# Ferrari 348 TB Rosso Corsa Days 2,3,4



## Eurogloss (Jan 22, 2008)

Days 2,3,4 !

I will let the photos do the talking !

































































































































LSP 
































































Oops !
































































































Ferrari Concours 








Unfortunately this car didn't win because it had a lot of non original parts 
But this Ferrari was prepared to Concours level nevertheless !

Thanks to all for looking

Regards Mario


----------



## Brynjar (Dec 25, 2009)

Nice work and a beautiful result.. 
Why did you do two threads on this one?
Wish you would write something between the pics, such a fantastic job deserves a little more explenation I think.. How's the Mothers polish to use?


----------



## Mini 360 (Jul 17, 2009)

Very impressive but not liking the 360 wheels on it. Look too modern on that style of car.


----------



## Eurogloss (Jan 22, 2008)

Brynjar said:


> Nice work and a beautiful result..
> Why did you do two threads on this one?
> Wish you would write something between the pics, such a fantastic job deserves a little more explanation I think.. How's the Mothers polish to use?


Thanks Brynjar,

I wrote two threads because i thought it would have been to long ! What do you think ?

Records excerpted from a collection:
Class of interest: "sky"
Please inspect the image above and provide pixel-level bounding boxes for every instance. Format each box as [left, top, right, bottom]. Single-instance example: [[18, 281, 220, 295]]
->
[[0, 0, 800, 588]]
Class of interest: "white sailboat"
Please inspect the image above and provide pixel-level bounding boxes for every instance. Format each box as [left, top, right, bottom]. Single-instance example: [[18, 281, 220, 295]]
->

==

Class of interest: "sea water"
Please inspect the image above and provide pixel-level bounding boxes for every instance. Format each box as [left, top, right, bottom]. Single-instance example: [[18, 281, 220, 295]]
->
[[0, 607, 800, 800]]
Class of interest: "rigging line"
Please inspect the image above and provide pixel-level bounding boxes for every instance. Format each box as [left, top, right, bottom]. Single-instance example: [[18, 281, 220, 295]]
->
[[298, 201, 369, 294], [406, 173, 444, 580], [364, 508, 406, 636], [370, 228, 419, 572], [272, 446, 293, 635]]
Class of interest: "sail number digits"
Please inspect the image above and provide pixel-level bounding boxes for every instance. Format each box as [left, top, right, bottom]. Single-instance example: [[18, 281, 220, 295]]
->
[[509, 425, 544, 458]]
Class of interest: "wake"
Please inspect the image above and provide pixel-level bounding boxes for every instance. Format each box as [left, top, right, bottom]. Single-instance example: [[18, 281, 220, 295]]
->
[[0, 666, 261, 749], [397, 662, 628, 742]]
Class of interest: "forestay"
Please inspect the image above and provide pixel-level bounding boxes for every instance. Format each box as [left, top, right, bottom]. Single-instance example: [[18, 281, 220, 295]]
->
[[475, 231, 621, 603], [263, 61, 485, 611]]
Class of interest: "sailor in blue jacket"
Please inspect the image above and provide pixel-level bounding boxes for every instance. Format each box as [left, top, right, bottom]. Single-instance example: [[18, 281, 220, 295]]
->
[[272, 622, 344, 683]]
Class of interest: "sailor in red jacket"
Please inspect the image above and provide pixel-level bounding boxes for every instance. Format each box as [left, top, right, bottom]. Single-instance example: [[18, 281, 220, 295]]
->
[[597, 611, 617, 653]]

*Exercise requirements*:
a. Copy the passage of the Ferrari 348 detailing thread that begins at the words "Ferrari Concours" and stops after "level nevertheless !".
b. In the Ferrari 348 detailing thread, rewrite the paragraph beginning "Unfortunately this car didn't win" as a single shorter sentence that keeps its main facts.
c. Continue the Ferrari 348 detailing thread from the point where it stops.

*Answers to each task*:
a.
Ferrari Concours 








Unfortunately this car didn't win because it had a lot of non original parts 
But this Ferrari was prepared to Concours level nevertheless !

b. The car lost because of its many non-original parts, but it was still prepared to concours level.

c.
Yes , you are right i should have written something between the pics 

I like the Mothers Polishes , i used to use Menzerna , Instacut, Scholl, well the S17 only since the importer has pulled out here in Australia ! No more Scholl Polishes

I have given away all those polishes and just use Mothers well almost !

Compared to the above polishes you only need one or two steps and sometimes just one on it's own to get very good results with no comebacks !

95% of my correction work is done with Mother's Polishes !

A Body Shop repairer put me on to them, he used to use 3M, Farecla, AutoGlym, Meguiar's and Menzerna .

Now he only uses Mother's Polishes on the Cars that he polishes which are very high end like what we do !
No need to use IPA wipedowns as these polishes
don't contain oils whatsoever !

Try them you won't be disappointed:thumb:

Mario


----------



## Eurogloss (Jan 22, 2008)

Mini 360 said:


> Very impressive but not liking the 360 wheels on it. Look too modern on that style of car.


Thanks mate :thumb:

I agree with you on the wheels , that was one of the reasons at least part of that this car didn't win !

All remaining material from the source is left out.